[EXERCÍCIO PROPOSTO 1] De acordo com o texto sobre a crise financeira, como entendia um título a tendência mais antiga da teoria económica institucional?
[EXERCÍCIO PROPOSTO 2] Retome o texto sobre a crise financeira, dando-lhe continuidade a partir da sua última frase.

Nos tempos actuais a teoria económica das finanças é cega a tudo isto. Ela necessariamente trata acções, títulos, opções, derivativos e assim por diante como títulos cujas propriedades podem ser aceites amplamente pelo seu valor facial e quantificadas em termos de retorno e de risco. Aquela quantificação permite o cálculo do preço, utilizando fórmulas padrão. Mas tudo na fórmula depende de os instrumentos serem o que são representados para ser. Pois se não o forem, então que fórmula poderia possivelmente aplicar-se?
Uma tendência mais antiga da teoria económica institucional entendia que um título é um contrato legal. Ele só podia ser tão bom quanto o sistema legal que estava atrás dele. Alguma fraude é inevitável, mas num sistema em funcionamento ela deve ser rara. Ela deve ser considerada – e correctamente – um problema menor. Se a fraude – ou mesmo a percepção da fraude – chega a dominar o sistema, então não há fundamento para um mercado de títulos. Eles tornam-se lixo. E mais profundamente, do mesmo modo as instituições responsáveis por criá-los, classificá-los e vendê-los. Incluindo, enquanto falhar em responder com a força apropriada, o próprio sistema legal.
Fraudes controladas sempre falham no fim. Mas o fracasso da firma não significa que a fraude tenha falhado: os perpetradores muitas vezes fogem ricos. Em algum momento, isto exige subverter, subornar ou vencer a lei. É aqui que o crime e os políticos se interceptam. No seu cerne, a crise financeira foi uma ruptura da regra da lei na América.
Perguntem-se a si próprios: será possível para originadores de hipotecas, agências de classificação, subscritores, seguradores e agências de supervisão NÃO terem sabido que o sistema financeiro de habitação tornara-se infestado de fraudes? Todo indicador estatístico de prática fraudulenta – crescimento e lucratividade – sugere o contrário. Até agora todo exame dos registos sugere o contrário. A própria linguagem em uso: "empréstimos mentirosos", "empréstimos ninja", "empréstimos neutrões" e "lixo tóxico" diz-lhe que as pessoas sabiam. Também ouvi a expressão "IBG,YBG", o significado desse código era: "Eu darei o fora, você dará o fora" ("I'll be gone, you'll be gone").
Se dúvidas subsistissem, a investigação dentro das comunicações internas das firmas e agências em causa pode esclarecê-las. Os emails são reveladores. O governo já possui pegadas documentais críticas – aquelas da AIG, Fannie Mae de Freddie Mac, o Departamento do Tesouro e a Reserva Federal. Esses documentos deveriam ser investigados, completamente, pela autoridade competente e também divulgados, quando apropriado, ao público. Por exemplo: será que intencionalmente a AIG emitiu CDSs contra instrumentos que a Goldman havia concebido em nome do sr. John Paulson para fracassar? Se assim for, por que? Ou outra vez: Será que a Fannie Mae e o Freddie Mac apreciaram a fraca qualidade das RMBSs que estavam a adquirir? Será que assim o fizeram sob a pressão do sr. Henry Paulson? Se assim for, será que o secretário Paulson sabia? E se o fez, por que ele actuou assim? Num documento recente, Thomas Ferguson e Robert Johnson argumentam que a "Opção Paulson" foi destinada a adiar uma crise inevitável para depois das eleições. Será que os registos internos confirmam esta visão?

[EXCERTO DE DADOS]
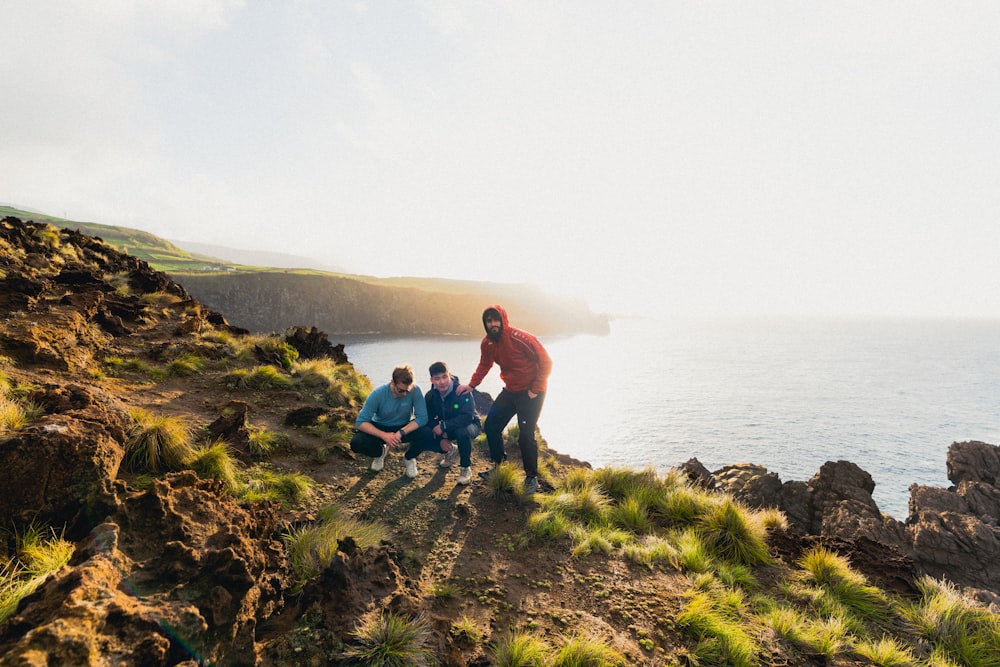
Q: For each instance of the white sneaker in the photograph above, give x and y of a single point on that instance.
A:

---

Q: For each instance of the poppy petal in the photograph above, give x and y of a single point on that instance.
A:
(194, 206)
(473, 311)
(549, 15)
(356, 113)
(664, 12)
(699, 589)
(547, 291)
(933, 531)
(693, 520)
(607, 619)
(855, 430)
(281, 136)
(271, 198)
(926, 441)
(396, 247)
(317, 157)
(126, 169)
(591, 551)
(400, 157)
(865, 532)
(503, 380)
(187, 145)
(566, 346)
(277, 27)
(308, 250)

[RESULTADO DA TAREFA 1] Como um contrato legal, que só podia ser tão bom quanto o sistema legal que estava atrás dele.

[RESULTADO DA TAREFA 2]
Vamos supor que a investigação que estão prestes a começar confirme a existência de fraude generalizada, envolvendo milhões de hipotecas, milhares de avaliadores profissionais, subscritores, analistas e os executivos das companhias nas quais eles trabalhavam, bem como responsáveis públicos que a isso assistiam fechando os olhos. O que será a resposta apropriada?
Alguns parecem acreditar que a "confiança nos bancos" pode ser reconstruída por uma nova rodada de boas notícias económicas, pela ascensão dos preços das acções, pelas novas promessas de altos responsáveis – e pelo não olhar demasiado atentamente para a evidência subjacente de fraude, abuso, engano e burla. Ao prosseguirem vossas investigações, minarão, e acredito que possam destruir, tal ilusão.
Mas você tem de actuar. A alternativa verdadeira é uma fracasso a estende-se ao longo to tempo do sistema económico ao político. Da mesma forma como muitos poucos previram a crise financeira, pode ser que muito poucos estejam hoje a falar francamente acerca de onde um fracasso em tratar das consequências pode levar.
Nesta situação, deixem-me sugerir que o país enfrenta uma ameaça existencial. Ou o sistema legal deve fazê-lo funcionar. Ou o sistema de mercado não pode ser restaurado. Deve haver uma limpeza completa, transparente, efectiva e radical do sector financeiro e também daqueles responsáveis públicos que traíram a confiança pública. Aos financeiros deve-se fazê-los sentir, nos seus ossos, o poder da lei. E o público, o qual vive de acordo com a lei, deve ver muito claramente e sem ambiguidades que isto é o caso.
Muito obrigado.
18/Maio/2010
[1] caveat emptor: regra nas leis dos contratos determinando que o vendedor não garante a qualidade de sua mercadoria sem um compromisso especificado.
[2] RMBS: Residential mortgage-backed security
[3] Lake Wobegon : cidade fictícia no estado do Minnesota.
Texto de declaração escrita apresentada pelo autor ao Comité Judiciário do Senado dos Estados Unidos.
"Retirado do Blogspot pimentanegra"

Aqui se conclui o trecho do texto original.